SOURCE TEXT —
↓↓↓

Ive got 5 minutes (the kids are napping.. so more than likely less!!). How to write in words what my heart feels?!? I should tell (i talk better than i write) it to my dear friend over at sarahpangburn.wordpress.com she writes a billion times better than i.. but its nap time for her too so i shall press through and gather my thoughts. (HAHA)
10 months… (really longer) the dream of my sweet Asher Quinn has been alive. Now not known to me or Joel but to God.. yes. He knew him before he was born. Thus the dream to know he would join our family is fulfilling a purpose BIGGER than mine. From being told i was going to have a csection with Lydia (#4) and at the same time having a full hysterectomy to everything turning out ok and a natural birth happened.. -Story is found here– to having postpartum preeclampsia – very rare.. to GETTING pregnant while our little was only 4 months old. UH! a lot uh!?!? id say so. God had a plan correction
a plan for this special baby. 1 week ago i sat on the couch holding Asher thinking with each breath it could be his last.. why cause he was gasping for air. I had no car.. both joel and my sister had the cars and were working late.. and 4 littles were asleep. I instantly knew our life is but a vapor…. (he began breathing again we still are unsure why he was doing that but needless to say i sat upright all night holding him on my chest)

↑↑↑

EXTRACTED MATERIAL —
↓↓↓

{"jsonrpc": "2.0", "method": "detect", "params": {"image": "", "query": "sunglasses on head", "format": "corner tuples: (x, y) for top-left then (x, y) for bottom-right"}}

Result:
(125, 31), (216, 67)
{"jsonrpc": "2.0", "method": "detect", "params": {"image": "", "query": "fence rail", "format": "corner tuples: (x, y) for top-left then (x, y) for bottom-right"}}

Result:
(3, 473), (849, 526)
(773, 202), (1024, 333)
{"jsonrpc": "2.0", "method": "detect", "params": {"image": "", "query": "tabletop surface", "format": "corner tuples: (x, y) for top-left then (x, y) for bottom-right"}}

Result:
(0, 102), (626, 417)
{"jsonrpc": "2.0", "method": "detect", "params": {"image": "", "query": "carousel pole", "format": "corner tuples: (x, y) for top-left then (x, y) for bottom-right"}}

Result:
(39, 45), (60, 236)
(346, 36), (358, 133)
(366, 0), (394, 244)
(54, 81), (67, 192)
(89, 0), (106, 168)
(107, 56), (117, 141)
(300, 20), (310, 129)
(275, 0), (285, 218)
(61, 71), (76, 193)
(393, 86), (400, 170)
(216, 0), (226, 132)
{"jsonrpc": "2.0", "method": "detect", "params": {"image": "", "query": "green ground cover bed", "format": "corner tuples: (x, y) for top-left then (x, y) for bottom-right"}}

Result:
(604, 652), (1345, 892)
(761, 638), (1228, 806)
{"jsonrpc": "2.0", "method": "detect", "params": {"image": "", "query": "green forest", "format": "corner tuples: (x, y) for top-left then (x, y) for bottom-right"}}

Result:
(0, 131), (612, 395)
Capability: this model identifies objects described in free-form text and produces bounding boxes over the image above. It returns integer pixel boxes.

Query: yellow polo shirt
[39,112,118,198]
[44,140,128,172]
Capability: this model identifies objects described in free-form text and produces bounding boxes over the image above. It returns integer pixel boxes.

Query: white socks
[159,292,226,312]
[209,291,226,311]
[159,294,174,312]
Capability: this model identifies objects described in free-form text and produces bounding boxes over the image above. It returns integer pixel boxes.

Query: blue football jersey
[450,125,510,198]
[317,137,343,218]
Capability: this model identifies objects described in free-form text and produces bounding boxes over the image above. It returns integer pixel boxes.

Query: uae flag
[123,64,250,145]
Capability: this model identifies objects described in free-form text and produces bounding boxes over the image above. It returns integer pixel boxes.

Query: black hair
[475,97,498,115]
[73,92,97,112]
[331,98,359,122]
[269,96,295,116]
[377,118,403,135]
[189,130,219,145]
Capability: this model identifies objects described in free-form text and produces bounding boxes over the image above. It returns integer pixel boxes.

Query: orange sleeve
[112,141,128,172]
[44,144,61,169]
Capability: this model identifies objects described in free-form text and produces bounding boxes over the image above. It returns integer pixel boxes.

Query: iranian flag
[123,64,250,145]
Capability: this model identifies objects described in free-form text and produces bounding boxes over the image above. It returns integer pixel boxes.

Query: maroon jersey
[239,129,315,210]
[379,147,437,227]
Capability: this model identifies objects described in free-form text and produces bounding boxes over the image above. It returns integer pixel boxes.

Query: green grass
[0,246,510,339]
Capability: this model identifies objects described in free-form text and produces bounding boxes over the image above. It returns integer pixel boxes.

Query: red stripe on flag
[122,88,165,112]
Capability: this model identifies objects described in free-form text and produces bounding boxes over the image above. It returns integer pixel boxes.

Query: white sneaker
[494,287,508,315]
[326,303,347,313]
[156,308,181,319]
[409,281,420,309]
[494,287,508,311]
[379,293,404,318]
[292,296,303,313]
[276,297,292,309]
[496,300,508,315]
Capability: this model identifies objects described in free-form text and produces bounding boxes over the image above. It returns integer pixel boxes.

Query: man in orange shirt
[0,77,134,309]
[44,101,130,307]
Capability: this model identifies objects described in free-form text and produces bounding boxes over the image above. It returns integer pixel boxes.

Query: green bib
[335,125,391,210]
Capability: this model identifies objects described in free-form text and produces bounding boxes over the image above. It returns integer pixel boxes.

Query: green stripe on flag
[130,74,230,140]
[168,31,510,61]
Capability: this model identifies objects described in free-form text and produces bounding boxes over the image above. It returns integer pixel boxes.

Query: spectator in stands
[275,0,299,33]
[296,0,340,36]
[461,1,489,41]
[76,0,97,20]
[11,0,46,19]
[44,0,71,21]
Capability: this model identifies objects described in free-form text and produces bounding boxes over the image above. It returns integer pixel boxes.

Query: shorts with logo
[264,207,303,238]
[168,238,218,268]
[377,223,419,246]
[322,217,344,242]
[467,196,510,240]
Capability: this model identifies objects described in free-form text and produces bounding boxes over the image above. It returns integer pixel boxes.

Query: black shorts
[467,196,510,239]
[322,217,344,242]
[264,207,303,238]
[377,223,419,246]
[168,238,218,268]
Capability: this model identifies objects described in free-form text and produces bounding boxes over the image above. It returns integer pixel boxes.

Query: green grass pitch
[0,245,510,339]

↑↑↑

WRITTEN EXERCISE 1 —
In the blog post about baby Asher, who had the cars on the night Asher was gasping for air?
WRITTEN EXERCISE 2 —
From the blog post about baby Asher, copy word for word everything from "Ive got 5 minutes" down to "my thoughts. (HAHA)".
WRITTEN EXERCISE 3 —
Write the next part of the blog post about baby Asher, picking up after its final sentence.

TASK ANSWER 1 —
Joel and the writer's sister had the cars; both were working late.

TASK ANSWER 2 —
Ive got 5 minutes (the kids are napping.. so more than likely less!!). How to write in words what my heart feels?!? I should tell (i talk better than i write) it to my dear friend over at sarahpangburn.wordpress.com she writes a billion times better than i.. but its nap time for her too so i shall press through and gather my thoughts. (HAHA)

TASK ANSWER 3 —
Fast forward to this week.. and i have been pretty ill.. high temps (103 was the highest…) and feeling just CRAPPY! My dear friend sent me this verse…
2 Corinthians 12:8-10New International Version (NIV)
8 Three times I pleaded with the Lord to take it away from me. 9 But he said to me, “My grace is sufficient for you, for my power is made perfect in weakness.” Therefore I will boast all the more gladly about my weaknesses, so that Christ’s power may rest on me. 10 That is why, for Christ’s sake, I delight in weaknesses, in insults, in hardships, in persecutions, in difficulties. For when I am weak, then I am strong.
NOW what is my point here?! Well I think I might have gathered all the dots….as i sat alone yesterday and studied what Paul was saying i felt like him. Although my “thorn” wasn’t his… I have tons… from having judgments made about our family size, to personal attacks to heath issues. But as i hafved joked with my friend saying “i sure am being joyful.” I haven’t been. I been letting things bother me..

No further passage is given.